§ **Excerpt provided**:

On 05/05/2012 09:07 AM, Marjan Povolni wrote:
> Hello all,
>
> It might be a little early, but there has been so much going on in the last
> 10 days since the results of GSoC were published...
>
> http://blog.mpthecoder.com/post/22380853664/gsoc-weekly-status-report-no-1
>
> A short summary:
>
> It has been 10 days since the GSoC results were published, and a lot has
> happened since then. I got to know the other students and mentors in a
> longish meeting on Google hangout, I got into a discussion with my mentor
> on IRC in which we didn’t agree about the parallelization strategy for the
> parser (experiments will show who’s right) and my inbox is full with mails
> from my mentor and other students, in which we exchanged loads of
> interesting ideas. Also, I solved a bug in biogems.info website, which was
> stopping Pjotr from updating the website with new information about biogems.
>
> There is now a GitHub repository for my project:
>
> https://github.com/mamarjan/bioruby-hpc-gff3
>
> The work for the first week of coding is halfway done too.

§ **Given task 1**:
Answer these questions from the status report above:
(a) On which chat medium did the writer and the mentor disagree about the parser's parallelization strategy?
(b) On which website did the writer fix a bug?
(c) How much of the first week's coding work is done?
§ **Given task 2**:
Reproduce word for word the stretch of the status report from "On 05/05/2012 09:07" through "GSoC were published...".

§ **Data section**:

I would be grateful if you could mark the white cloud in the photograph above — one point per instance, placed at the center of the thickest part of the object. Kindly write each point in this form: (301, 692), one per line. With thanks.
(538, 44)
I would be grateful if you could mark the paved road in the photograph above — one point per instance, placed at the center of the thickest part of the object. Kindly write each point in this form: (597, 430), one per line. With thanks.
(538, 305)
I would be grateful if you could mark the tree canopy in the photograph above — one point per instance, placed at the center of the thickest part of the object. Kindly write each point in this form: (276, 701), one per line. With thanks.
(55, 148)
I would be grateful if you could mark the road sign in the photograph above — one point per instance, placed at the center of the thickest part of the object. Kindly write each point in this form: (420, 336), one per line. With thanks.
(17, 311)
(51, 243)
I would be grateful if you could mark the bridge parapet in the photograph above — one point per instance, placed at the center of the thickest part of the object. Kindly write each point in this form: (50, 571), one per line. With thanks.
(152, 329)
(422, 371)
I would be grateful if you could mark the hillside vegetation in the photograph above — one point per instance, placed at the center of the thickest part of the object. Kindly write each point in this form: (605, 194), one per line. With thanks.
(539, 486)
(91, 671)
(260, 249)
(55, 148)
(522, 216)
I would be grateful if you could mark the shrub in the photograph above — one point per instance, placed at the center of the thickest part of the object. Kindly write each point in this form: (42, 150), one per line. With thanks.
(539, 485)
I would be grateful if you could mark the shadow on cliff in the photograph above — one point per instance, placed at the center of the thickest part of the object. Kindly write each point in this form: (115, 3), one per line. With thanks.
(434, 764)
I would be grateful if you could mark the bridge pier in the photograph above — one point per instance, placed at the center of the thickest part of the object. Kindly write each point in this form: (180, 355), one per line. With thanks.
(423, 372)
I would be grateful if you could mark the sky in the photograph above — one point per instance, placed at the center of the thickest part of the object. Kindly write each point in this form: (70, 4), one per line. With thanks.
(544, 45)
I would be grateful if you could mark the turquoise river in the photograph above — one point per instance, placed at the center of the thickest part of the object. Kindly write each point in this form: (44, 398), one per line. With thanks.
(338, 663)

§ **Final result 1**:
(a) IRC
(b) biogems.info
(c) Halfway

§ **Final result 2**:
On 05/05/2012 09:07 AM, Marjan Povolni wrote:
> Hello all,
>
> It might be a little early, but there has been so much going on in the last
> 10 days since the results of GSoC were published...